Supplied passage:
Start

MAGDALENE ODUNDO: Kenya's world class ceramicist
April 24, 2012
Published in Daily Nation DN2
by Margaretta wa Gacheru
Her hand-sculpted vessels are worth tens of thousands of
dollars, yet the world-acclaimed Kenyan ceramicist Magdalene Odundo refuses to
talk about money. She’s more inclined to talk concepts rather than hard cash,
aesthetics rather than rates of exchange, despite the fact that her vessels
have been viewed, sold and placed in permanent art collections, both public and
private, all over the world—from the British Museum in London to the
Smithsonian and National Art Gallery in Washington, DC to numerous university, museum
exclusive gallery collections all across Europe, Asia, Africa, North America,
and even the Middle East.
In Kenya recently to attend the African Heritage 40th
anniversary celebration and to receive an AH Lifetime Achievement Award, Magdalene
had just one of her vessels on display (under glass) at Alliance Francaise this
month, on loan from the Kenya National Archives and the Joseph Murumbi
Collection.

End

Exercise instructions:
1. Answer these about the article on Magdalene Odundo:
(a) In which publication did the article appear?
(b) What award was Odundo in Kenya to receive?
(c) From where was her vessel at Alliance Francaise on loan?
2. In the article on Magdalene Odundo, swap "vessels" for "pots" in the part starting at "MAGDALENE ODUNDO: Kenya's" and ending at "the Middle East.", then write out that part.
3. Carry on the article on Magdalene Odundo from its last sentence.
The data after this point are separate from the article on Magdalene Odundo.

Records:
Start

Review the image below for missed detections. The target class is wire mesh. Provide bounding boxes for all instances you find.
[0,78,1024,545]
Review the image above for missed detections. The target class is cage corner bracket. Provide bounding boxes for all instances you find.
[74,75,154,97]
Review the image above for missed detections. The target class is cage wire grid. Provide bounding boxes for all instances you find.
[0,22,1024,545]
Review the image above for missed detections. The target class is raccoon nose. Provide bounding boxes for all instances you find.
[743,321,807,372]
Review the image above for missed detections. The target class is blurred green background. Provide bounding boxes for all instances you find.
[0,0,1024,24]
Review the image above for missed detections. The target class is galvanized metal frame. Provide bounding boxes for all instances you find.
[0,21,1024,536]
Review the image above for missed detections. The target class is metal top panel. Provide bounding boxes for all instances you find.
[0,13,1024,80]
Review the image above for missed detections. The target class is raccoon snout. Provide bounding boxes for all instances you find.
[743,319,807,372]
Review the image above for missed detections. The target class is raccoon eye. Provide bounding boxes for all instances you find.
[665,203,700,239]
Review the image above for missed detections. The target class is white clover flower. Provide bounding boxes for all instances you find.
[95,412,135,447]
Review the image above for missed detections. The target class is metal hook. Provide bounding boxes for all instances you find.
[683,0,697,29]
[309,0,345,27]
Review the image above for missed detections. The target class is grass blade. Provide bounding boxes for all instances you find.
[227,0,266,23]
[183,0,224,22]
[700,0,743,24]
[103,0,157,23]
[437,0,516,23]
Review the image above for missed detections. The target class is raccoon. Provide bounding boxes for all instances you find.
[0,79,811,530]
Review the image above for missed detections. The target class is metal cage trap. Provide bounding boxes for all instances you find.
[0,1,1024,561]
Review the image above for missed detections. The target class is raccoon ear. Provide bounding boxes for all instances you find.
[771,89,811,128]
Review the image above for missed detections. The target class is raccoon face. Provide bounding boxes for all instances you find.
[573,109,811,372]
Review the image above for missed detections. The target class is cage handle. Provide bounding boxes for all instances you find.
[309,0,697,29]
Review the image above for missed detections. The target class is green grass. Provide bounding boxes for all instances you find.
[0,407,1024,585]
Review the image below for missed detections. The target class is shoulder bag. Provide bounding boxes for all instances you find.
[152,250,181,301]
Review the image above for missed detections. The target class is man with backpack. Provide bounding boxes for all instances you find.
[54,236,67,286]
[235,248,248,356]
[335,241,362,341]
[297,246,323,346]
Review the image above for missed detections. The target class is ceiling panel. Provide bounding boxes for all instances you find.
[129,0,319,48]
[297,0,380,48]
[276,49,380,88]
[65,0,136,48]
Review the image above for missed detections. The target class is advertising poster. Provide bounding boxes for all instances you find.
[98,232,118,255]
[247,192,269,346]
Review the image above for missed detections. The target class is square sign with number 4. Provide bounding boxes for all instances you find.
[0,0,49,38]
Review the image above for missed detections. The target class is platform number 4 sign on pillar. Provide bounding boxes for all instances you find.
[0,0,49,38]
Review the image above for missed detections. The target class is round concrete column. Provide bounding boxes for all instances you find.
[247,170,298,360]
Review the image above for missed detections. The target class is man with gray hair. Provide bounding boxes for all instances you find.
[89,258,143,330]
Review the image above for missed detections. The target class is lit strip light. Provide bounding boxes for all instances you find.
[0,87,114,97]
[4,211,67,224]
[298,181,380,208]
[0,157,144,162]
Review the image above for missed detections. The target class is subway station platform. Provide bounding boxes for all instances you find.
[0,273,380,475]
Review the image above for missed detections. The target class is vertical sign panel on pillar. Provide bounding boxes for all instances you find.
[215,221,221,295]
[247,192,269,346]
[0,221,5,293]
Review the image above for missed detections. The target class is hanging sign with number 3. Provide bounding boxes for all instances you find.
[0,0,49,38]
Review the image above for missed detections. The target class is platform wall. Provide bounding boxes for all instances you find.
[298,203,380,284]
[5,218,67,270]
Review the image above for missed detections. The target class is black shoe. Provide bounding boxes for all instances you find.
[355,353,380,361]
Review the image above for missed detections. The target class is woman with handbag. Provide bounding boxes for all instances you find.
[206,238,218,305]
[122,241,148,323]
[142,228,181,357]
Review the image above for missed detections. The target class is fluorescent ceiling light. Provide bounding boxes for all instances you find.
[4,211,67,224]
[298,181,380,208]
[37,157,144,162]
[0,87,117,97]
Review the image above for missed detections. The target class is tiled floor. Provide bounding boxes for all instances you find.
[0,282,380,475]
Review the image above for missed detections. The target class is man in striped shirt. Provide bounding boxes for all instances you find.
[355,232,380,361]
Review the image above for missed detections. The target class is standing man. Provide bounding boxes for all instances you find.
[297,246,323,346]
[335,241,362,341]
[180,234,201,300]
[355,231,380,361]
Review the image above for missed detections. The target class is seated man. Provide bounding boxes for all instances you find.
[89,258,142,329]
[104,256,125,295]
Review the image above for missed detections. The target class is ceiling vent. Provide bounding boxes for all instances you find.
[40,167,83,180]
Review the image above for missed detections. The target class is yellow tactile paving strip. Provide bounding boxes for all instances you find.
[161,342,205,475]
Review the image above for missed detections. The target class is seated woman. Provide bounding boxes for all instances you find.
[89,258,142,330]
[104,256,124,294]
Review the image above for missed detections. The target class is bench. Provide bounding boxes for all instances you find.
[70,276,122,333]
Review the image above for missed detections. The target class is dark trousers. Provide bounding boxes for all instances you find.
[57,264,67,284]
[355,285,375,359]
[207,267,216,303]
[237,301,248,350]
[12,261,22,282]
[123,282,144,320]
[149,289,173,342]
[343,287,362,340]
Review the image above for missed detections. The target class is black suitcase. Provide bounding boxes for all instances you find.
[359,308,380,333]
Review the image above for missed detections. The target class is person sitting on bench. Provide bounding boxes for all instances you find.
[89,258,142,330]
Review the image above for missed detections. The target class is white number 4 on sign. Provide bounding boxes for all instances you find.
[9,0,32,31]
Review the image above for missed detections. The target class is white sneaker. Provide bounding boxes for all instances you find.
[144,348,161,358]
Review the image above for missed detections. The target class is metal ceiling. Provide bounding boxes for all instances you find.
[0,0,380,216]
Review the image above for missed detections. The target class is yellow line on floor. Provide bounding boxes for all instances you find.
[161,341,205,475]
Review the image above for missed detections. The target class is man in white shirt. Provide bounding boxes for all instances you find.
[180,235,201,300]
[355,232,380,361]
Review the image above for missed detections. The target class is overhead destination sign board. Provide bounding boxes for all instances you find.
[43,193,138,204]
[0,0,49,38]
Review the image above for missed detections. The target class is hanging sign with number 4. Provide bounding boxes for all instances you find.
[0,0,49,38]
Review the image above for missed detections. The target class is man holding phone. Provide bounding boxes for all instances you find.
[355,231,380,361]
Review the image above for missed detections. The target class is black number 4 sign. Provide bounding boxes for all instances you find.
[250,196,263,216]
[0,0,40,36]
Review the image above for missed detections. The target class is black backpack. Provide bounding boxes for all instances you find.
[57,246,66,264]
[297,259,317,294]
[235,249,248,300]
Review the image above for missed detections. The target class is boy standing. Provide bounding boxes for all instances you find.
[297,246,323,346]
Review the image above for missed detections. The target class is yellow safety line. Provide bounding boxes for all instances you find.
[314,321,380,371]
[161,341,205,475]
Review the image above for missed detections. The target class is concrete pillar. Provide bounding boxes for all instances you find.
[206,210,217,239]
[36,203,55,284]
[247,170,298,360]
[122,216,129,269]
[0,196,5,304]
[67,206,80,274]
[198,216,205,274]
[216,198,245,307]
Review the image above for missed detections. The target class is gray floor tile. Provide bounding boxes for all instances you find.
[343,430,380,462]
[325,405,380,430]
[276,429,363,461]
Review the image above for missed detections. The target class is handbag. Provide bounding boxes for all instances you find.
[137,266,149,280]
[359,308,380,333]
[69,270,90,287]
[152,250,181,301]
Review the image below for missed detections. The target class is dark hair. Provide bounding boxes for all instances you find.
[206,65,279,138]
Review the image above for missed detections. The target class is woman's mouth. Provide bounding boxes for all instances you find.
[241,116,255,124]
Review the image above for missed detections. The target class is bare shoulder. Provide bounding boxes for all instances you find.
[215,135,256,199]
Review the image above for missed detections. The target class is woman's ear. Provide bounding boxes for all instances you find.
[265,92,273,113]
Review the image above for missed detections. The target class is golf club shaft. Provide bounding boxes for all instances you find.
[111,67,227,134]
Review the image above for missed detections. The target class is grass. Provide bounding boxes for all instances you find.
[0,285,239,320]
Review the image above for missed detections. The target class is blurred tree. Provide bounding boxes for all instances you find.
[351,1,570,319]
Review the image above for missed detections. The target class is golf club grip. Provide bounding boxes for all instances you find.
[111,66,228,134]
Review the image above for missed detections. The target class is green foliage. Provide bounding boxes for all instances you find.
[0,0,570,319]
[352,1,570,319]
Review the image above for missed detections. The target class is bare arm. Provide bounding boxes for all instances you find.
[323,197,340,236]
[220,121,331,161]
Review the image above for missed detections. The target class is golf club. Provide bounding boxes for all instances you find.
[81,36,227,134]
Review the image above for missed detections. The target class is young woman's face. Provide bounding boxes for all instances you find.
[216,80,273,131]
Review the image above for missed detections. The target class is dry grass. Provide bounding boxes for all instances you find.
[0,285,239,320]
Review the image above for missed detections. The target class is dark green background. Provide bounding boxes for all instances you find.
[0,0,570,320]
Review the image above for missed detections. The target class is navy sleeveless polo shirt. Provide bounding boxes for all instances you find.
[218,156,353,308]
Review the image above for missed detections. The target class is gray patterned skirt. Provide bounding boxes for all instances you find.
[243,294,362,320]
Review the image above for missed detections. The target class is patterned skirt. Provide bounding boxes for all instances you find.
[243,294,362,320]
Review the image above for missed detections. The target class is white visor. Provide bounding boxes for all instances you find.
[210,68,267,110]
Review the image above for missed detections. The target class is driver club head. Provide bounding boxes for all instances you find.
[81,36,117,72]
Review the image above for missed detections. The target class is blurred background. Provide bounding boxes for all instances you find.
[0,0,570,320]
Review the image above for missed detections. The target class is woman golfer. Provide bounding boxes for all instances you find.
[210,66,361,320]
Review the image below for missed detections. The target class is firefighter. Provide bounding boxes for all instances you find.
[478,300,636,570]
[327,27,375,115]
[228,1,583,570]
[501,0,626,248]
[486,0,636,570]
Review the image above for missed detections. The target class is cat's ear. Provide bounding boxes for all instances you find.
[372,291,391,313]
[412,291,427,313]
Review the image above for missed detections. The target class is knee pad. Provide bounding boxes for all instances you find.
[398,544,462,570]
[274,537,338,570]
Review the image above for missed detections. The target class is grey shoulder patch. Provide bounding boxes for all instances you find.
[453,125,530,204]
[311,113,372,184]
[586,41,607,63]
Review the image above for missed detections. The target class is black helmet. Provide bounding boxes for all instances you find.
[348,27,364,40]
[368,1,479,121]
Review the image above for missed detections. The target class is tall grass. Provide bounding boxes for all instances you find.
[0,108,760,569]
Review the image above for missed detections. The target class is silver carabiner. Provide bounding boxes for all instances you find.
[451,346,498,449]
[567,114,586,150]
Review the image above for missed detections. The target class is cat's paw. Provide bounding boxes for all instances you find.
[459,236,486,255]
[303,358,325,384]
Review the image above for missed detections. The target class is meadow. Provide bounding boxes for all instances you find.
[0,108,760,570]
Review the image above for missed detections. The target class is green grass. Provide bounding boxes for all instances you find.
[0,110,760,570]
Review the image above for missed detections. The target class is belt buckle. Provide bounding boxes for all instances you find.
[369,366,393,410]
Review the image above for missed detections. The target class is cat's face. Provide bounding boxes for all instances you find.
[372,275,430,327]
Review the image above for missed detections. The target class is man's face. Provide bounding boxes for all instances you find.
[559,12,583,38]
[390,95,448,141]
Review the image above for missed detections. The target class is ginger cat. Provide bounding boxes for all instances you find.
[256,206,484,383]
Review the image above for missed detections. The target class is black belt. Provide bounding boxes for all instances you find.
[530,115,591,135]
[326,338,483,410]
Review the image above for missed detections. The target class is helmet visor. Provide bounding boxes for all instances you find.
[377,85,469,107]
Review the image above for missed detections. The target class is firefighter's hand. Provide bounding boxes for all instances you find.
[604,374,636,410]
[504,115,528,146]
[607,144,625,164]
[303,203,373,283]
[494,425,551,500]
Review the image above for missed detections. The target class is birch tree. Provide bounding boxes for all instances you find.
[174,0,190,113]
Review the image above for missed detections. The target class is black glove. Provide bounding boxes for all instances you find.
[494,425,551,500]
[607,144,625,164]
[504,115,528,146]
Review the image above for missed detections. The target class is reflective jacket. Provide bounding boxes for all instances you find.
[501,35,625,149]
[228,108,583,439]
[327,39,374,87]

End

Solved tasks:
1.
(a) Daily Nation DN2
(b) An AH Lifetime Achievement Award
(c) The Kenya National Archives and the Joseph Murumbi Collection

2.
MAGDALENE ODUNDO: Kenya's world class ceramicist
April 24, 2012
Published in Daily Nation DN2
by Margaretta wa Gacheru
Her hand-sculpted pots are worth tens of thousands of
dollars, yet the world-acclaimed Kenyan ceramicist Magdalene Odundo refuses to
talk about money. She’s more inclined to talk concepts rather than hard cash,
aesthetics rather than rates of exchange, despite the fact that her pots
have been viewed, sold and placed in permanent art collections, both public and
private, all over the world—from the British Museum in London to the
Smithsonian and National Art Gallery in Washington, DC to numerous university, museum
exclusive gallery collections all across Europe, Asia, Africa, North America,
and even the Middle East.

3.
But her video presentation, given at the AH opening night,
offered a revelatory show of her award-winning clay pots. It also exposed the
scholarly side of the senior professor of ceramics at the University for the
Creative Arts, Farnham in the UK, who says she loves teaching and supervising
post-graduate students’ research almost as much as she delights in working with
clay.
Born in Nairobi, Magdalene was raised in Mombasa and briefly
in Mumbai, far away from Bunyale where her family originally comes from. Western Kenya is also where there’s a long
tradition of women potters, including her maternal grandmother Anyango who
harkens from Siaya, and after whom she is named.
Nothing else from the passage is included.